▶ WHAT TO WORK ON
Turn the data below into a numbered list, from the line that contains "Tag the white sneaker" through the final line of the data, including both. Leave out blank lines and include no other lines.

╭─ DATA FOR THE TASK

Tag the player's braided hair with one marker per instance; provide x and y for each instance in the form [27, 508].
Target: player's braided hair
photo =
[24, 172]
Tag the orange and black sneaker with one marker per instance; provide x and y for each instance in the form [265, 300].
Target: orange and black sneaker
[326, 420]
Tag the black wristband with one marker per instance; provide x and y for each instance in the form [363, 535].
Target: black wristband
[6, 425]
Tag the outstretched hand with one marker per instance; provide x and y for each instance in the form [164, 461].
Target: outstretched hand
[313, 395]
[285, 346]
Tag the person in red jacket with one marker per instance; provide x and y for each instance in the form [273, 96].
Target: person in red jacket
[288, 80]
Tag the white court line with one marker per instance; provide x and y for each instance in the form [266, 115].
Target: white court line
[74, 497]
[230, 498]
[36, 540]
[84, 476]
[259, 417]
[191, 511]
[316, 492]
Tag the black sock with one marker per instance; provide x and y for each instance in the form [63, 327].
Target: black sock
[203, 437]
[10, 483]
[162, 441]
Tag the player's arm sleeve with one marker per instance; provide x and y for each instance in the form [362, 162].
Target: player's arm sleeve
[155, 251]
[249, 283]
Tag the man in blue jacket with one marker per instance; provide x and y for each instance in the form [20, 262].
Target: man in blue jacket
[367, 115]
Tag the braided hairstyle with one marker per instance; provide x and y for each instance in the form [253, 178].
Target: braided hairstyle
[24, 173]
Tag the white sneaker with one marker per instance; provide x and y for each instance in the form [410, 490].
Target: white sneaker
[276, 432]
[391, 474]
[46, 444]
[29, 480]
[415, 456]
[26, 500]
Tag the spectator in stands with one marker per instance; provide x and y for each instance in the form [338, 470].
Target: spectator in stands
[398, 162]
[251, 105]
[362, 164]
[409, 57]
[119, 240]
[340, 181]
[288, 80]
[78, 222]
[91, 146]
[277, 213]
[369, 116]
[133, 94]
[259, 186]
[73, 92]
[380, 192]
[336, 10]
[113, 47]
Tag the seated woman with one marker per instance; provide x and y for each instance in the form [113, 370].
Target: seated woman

╰─

▶ RESPONSE TO THIS TASK
1. Tag the white sneaker with one marker per instance; provide x and y for each instance in the form [410, 490].
2. Target: white sneaker
3. [276, 432]
4. [391, 474]
5. [46, 444]
6. [29, 480]
7. [415, 456]
8. [26, 500]
9. Tag the spectator in stands with one marker per instance; provide x and y for each instance in the form [338, 470].
10. Target: spectator in stands
11. [398, 162]
12. [251, 105]
13. [362, 164]
14. [409, 57]
15. [119, 240]
16. [340, 181]
17. [288, 80]
18. [78, 222]
19. [91, 146]
20. [277, 213]
21. [369, 116]
22. [133, 94]
23. [259, 186]
24. [73, 92]
25. [380, 192]
26. [336, 10]
27. [113, 47]
28. Tag the seated woman with one marker per instance; provide x and y for each instance in the form [113, 370].
29. Target: seated woman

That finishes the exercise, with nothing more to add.